_Your goal_: All of the data must be output without alteration.
Data provided START
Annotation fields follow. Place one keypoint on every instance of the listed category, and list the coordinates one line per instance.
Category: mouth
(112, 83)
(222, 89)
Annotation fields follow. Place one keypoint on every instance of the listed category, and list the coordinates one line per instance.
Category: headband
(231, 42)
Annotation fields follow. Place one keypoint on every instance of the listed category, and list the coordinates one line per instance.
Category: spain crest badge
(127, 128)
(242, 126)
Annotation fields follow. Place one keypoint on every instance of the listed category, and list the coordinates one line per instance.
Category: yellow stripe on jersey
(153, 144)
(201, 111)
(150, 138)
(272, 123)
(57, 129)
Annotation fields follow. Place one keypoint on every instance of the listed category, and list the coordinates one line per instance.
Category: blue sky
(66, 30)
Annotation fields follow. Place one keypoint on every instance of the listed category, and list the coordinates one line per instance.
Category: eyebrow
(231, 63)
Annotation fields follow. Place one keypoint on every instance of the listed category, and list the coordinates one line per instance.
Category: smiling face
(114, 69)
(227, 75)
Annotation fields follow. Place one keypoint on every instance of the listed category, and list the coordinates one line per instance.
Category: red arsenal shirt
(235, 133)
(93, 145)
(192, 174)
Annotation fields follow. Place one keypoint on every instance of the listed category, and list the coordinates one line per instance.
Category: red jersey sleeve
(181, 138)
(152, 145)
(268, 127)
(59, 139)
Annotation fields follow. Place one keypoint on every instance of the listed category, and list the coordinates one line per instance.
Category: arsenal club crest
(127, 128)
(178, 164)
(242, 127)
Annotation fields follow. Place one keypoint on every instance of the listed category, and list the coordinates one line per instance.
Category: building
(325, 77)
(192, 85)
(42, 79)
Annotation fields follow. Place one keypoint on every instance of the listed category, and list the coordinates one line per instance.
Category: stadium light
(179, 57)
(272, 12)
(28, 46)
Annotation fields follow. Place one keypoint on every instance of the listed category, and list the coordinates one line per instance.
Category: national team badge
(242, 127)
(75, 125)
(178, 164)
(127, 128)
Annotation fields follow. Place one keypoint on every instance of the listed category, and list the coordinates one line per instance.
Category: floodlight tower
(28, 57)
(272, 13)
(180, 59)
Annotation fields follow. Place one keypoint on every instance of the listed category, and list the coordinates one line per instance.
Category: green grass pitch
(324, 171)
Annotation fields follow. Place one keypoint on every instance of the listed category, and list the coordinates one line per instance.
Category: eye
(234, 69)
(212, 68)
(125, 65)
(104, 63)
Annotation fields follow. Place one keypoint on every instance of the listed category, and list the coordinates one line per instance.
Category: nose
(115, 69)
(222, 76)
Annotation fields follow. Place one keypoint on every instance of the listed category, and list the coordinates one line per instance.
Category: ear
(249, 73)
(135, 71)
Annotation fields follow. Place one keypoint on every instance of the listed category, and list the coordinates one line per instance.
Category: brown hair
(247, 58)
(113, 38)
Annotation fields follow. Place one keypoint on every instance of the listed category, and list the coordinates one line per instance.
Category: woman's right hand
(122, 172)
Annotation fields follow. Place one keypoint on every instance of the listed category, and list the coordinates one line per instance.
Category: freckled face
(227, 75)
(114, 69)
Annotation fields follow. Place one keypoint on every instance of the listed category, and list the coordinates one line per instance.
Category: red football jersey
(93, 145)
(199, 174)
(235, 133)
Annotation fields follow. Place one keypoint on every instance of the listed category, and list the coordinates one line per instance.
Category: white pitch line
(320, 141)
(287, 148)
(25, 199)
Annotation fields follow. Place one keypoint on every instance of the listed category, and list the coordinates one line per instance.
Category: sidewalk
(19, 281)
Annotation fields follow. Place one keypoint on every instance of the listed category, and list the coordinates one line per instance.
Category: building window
Data provided END
_Solution_:
Annotation fields follow. Place one keypoint on every instance of the listed category, and list the coordinates one line per instance.
Category: mouth
(112, 83)
(222, 89)
Annotation fields follow. Place one keypoint on every instance of the listed category, and list the coordinates one line per instance.
Category: headband
(231, 42)
Annotation fields follow. Place one keypoint on every instance of the listed category, and list the coordinates one line per instance.
Category: spain crest badge
(127, 128)
(242, 126)
Annotation fields follow. Place one keypoint on every instance of the listed category, and list the coordinates one line per instance.
Category: yellow stripe on jersey
(153, 144)
(201, 111)
(150, 138)
(272, 123)
(57, 129)
Annotation fields follow. Place one keypoint on every instance of the listed category, and list the coordinates one line per instance.
Category: blue sky
(66, 30)
Annotation fields follow. Place one keypoint on every instance of the listed category, and list the coordinates one line per instance.
Category: eyebrow
(231, 63)
Annotation fields follow. Place one keypoint on every instance of the listed category, and list the coordinates one line per instance.
Category: smiling face
(114, 69)
(227, 75)
Annotation fields follow. Place one keypoint on every instance of the listed category, and list the coordinates one line per instance.
Category: red arsenal shirt
(235, 133)
(93, 145)
(192, 174)
Annotation fields follow. Place one keypoint on every instance of the listed category, and list the coordinates one line per instance.
Category: red jersey sleeve
(181, 138)
(152, 145)
(268, 127)
(59, 139)
Annotation fields follow. Place one keypoint on every instance of the listed category, and list the coordinates one line per instance.
Category: arsenal club crest
(127, 128)
(178, 164)
(242, 127)
Annotation fields follow. Place one keypoint on every instance of the listed category, and list the coordinates one line per instance.
Category: building
(325, 77)
(192, 85)
(42, 79)
Annotation fields follow. Place one keypoint on every instance of the listed category, and list the coordinates one line per instance.
Category: stadium light
(179, 57)
(272, 12)
(28, 46)
Annotation fields follow. Place one keypoint on every instance of the listed category, and list the coordinates one line per instance.
Category: national team badge
(242, 127)
(75, 125)
(178, 164)
(127, 128)
Annotation fields follow. Place one keypoint on every instance of the listed category, and list the coordinates one line per instance.
Category: floodlight tower
(28, 57)
(272, 13)
(180, 59)
Annotation fields follow. Place one keypoint on every instance of the listed category, and list the coordinates one line per instance.
Category: green grass pitch
(324, 171)
Annotation fields follow. Place one keypoint on every instance of the listed category, and list the coordinates one line per instance.
Category: eye
(234, 69)
(212, 68)
(125, 65)
(104, 63)
Annotation fields follow. Place one keypoint on every instance of the listed category, and list the coordinates one line per instance.
Category: nose
(115, 69)
(222, 76)
Annotation fields follow. Place one keypoint on every instance of the listed category, and list the coordinates one line per instance.
Category: ear
(249, 73)
(135, 71)
Annotation fields follow. Place one keypoint on every instance of the listed category, and list the coordinates one line per instance.
Category: brown hair
(247, 58)
(113, 38)
Annotation fields follow. Place one keypoint on every instance of the listed category, and list the coordinates one line per instance.
Category: woman's right hand
(122, 172)
Annotation fields follow. Place one keypoint on every instance of the listed category, and list the coordinates one line per instance.
Category: freckled face
(227, 75)
(114, 69)
Annotation fields follow. Place one keypoint on every instance of the listed category, and list the coordinates one line per instance.
Category: red football jersey
(93, 145)
(199, 174)
(235, 133)
Annotation fields follow. Place one keypoint on every instance of the listed category, and list the coordinates one line per instance.
Category: white pitch line
(320, 141)
(287, 148)
(25, 199)
Annotation fields follow. Place one keypoint on every instance of the listed category, and list the coordinates one line per instance.
Category: sidewalk
(19, 281)
Annotation fields follow. Place one keypoint on every instance of the listed category, and list the coordinates one line per instance.
Category: building window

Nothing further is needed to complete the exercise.